• JOBS:
a. In the General Electric Building text, take the part that opens with the words "May 1930- December" and closes with "its own right.", and write it out again with "block" swapped for "street".
b. According to the General Electric Building text, on what date was the building designated a New York City Landmark?

• DOCUMENT TEXT:
START
National Register of Historic Places: Listed January 28, 2004
New York City Landmark: Designated July 9, 1985
The General Electric Building was originally designed and built for the RCA-Victor Corporation in order to create a highly visible image for the company, which, by the late 1920’s was in the forefront of the radio and communications industry. Architects Cross and Cross designed the building in the Gothic mode of the Art Deco style that is both representative of the building’s original intended tenant, RCA, and symbolic of the power and modern development of radio. Waves, bolts of lightning, and faces of “electric spirits” that project out from the facades are incorporated into the exterior ornament, directly convey this symbolism. This symbolic representation of the client through architectural ornament became a signature of Cross and Cross that they perfected through a variety of stylistic idioms, however nowhere was this more expertly executed than the General Electric Building.
The General Electric building is an Art Deco style skyscraper. The General Electric Building is a fifty-story office building located in mid-town Manhattan at the southwest corner of Lexington Avenue and East 51st Street. The main facades face east on to Lexington Avenue, where the main entrance is located, and north onto East 51st Street. The building sits immediately adjacent to St. Bartholomew’s Church to the west and a 25-story office building to the south. The General Electric Building’s slender tower rises from the twenty-sixth floor of the building, setting the building apart from the adjacent buildings. The unique spire characterizes the building as one of midtown’s most distinctive office high-rises.
May 1930- December 1931
When RCA acquired the property, the block was dominated by period-revival buildings, including Byzantine-Romanesque style St. Bartholomew’s Church to the west and the Academic Gothic style Cathedral High School (no longer extant) to the south. A conscious effort was made by Cross and Cross for the new building to be compatible with the existing adjacent buildings aesthetically. While the General Electric Building rises dramatically above the existing St. Bartholomew’s church, the use of Gothic inspired ornament and compatible materials and colors, prevents the building from visually dominating the church, and rather it is viewed as a contextual contribution to the block. On the other hand, the General Electric Building is not merely backdrop for St. Bartholomew's Church; it's a work of art in its own right.
END
(Pointing lines)
START
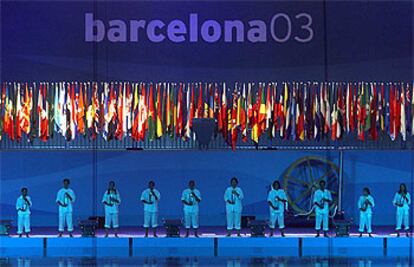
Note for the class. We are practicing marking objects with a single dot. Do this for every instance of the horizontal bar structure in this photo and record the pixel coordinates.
(159, 116)
(207, 246)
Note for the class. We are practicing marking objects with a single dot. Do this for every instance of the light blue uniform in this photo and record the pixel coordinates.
(365, 217)
(111, 212)
(278, 213)
(233, 211)
(322, 214)
(191, 211)
(23, 214)
(65, 213)
(403, 213)
(150, 210)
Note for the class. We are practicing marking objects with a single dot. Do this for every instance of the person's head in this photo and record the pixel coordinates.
(403, 188)
(234, 182)
(111, 185)
(322, 184)
(66, 183)
(24, 191)
(151, 184)
(276, 185)
(191, 184)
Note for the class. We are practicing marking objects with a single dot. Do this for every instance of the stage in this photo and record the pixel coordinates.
(298, 242)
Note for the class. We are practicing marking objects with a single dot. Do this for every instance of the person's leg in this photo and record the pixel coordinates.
(230, 222)
(194, 222)
(27, 224)
(61, 223)
(146, 225)
(237, 222)
(325, 224)
(154, 218)
(362, 222)
(115, 223)
(399, 219)
(20, 223)
(69, 223)
(187, 223)
(369, 224)
(107, 223)
(281, 222)
(318, 221)
(272, 222)
(406, 222)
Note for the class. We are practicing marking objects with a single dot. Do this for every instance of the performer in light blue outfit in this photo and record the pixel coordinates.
(65, 197)
(150, 197)
(365, 205)
(402, 201)
(23, 205)
(111, 200)
(277, 204)
(321, 200)
(233, 197)
(190, 198)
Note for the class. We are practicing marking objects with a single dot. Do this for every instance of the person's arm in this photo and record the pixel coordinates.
(197, 196)
(58, 197)
(227, 199)
(269, 200)
(183, 198)
(241, 195)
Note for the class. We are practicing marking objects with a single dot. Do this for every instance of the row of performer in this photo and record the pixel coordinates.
(233, 197)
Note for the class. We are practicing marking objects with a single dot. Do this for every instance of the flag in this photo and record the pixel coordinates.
(373, 112)
(403, 127)
(142, 113)
(243, 114)
(234, 126)
(26, 111)
(18, 114)
(223, 112)
(80, 115)
(119, 134)
(159, 111)
(151, 115)
(261, 120)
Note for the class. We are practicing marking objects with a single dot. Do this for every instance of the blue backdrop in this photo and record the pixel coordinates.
(44, 40)
(42, 172)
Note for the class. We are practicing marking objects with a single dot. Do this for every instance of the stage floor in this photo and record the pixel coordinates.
(213, 243)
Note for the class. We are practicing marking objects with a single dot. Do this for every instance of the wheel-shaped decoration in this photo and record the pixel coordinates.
(302, 178)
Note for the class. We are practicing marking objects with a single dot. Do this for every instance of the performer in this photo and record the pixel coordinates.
(321, 200)
(150, 198)
(65, 198)
(190, 198)
(402, 201)
(365, 205)
(23, 205)
(233, 197)
(111, 200)
(277, 204)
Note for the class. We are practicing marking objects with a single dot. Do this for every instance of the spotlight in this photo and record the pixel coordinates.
(172, 227)
(257, 228)
(88, 227)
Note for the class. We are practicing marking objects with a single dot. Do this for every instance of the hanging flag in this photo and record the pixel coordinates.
(261, 120)
(26, 111)
(234, 125)
(159, 110)
(18, 114)
(403, 127)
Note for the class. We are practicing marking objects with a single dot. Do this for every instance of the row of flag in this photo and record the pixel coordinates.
(288, 110)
END
• ANSWERS FOR THE EXERCISE:
a.
May 1930- December 1931
When RCA acquired the property, the street was dominated by period-revival buildings, including Byzantine-Romanesque style St. Bartholomew’s Church to the west and the Academic Gothic style Cathedral High School (no longer extant) to the south. A conscious effort was made by Cross and Cross for the new building to be compatible with the existing adjacent buildings aesthetically. While the General Electric Building rises dramatically above the existing St. Bartholomew’s church, the use of Gothic inspired ornament and compatible materials and colors, prevents the building from visually dominating the church, and rather it is viewed as a contextual contribution to the street. On the other hand, the General Electric Building is not merely backdrop for St. Bartholomew's Church; it's a work of art in its own right.

b. July 9, 1985